(Aim of the task):
Could you rewrite every line of the listing as a JSON list of strings, one string per line, leaving out blank lines?

## Start Materials provided

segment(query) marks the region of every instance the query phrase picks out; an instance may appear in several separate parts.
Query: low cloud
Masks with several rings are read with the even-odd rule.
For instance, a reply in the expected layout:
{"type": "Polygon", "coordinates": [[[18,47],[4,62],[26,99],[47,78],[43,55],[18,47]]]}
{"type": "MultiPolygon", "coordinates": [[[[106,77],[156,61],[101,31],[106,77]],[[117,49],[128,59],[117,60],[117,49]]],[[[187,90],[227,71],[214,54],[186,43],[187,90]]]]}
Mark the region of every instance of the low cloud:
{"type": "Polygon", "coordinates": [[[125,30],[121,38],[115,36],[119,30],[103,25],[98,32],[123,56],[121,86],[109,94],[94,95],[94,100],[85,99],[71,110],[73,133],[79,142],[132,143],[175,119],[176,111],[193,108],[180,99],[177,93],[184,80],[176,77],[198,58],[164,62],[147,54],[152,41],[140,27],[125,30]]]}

## End Materials provided

(Exercise response):
[
  "segment(query) marks the region of every instance the query phrase picks out; an instance may appear in several separate parts.",
  "Query: low cloud",
  "Masks with several rings are read with the even-odd rule.",
  "For instance, a reply in the expected layout:",
  "{\"type\": \"Polygon\", \"coordinates\": [[[18,47],[4,62],[26,99],[47,78],[43,55],[18,47]]]}",
  "{\"type\": \"MultiPolygon\", \"coordinates\": [[[[106,77],[156,61],[101,31],[106,77]],[[117,49],[128,59],[117,60],[117,49]]],[[[187,90],[227,71],[214,54],[186,43],[187,90]]]]}",
  "Mark the region of every instance of the low cloud:",
  "{\"type\": \"Polygon\", \"coordinates\": [[[125,30],[121,38],[115,36],[119,30],[103,25],[98,32],[123,56],[121,86],[109,94],[94,95],[94,100],[85,99],[71,110],[73,133],[79,142],[132,143],[175,119],[176,111],[193,108],[180,99],[177,93],[184,80],[176,77],[198,58],[164,62],[147,54],[152,41],[140,27],[125,30]]]}"
]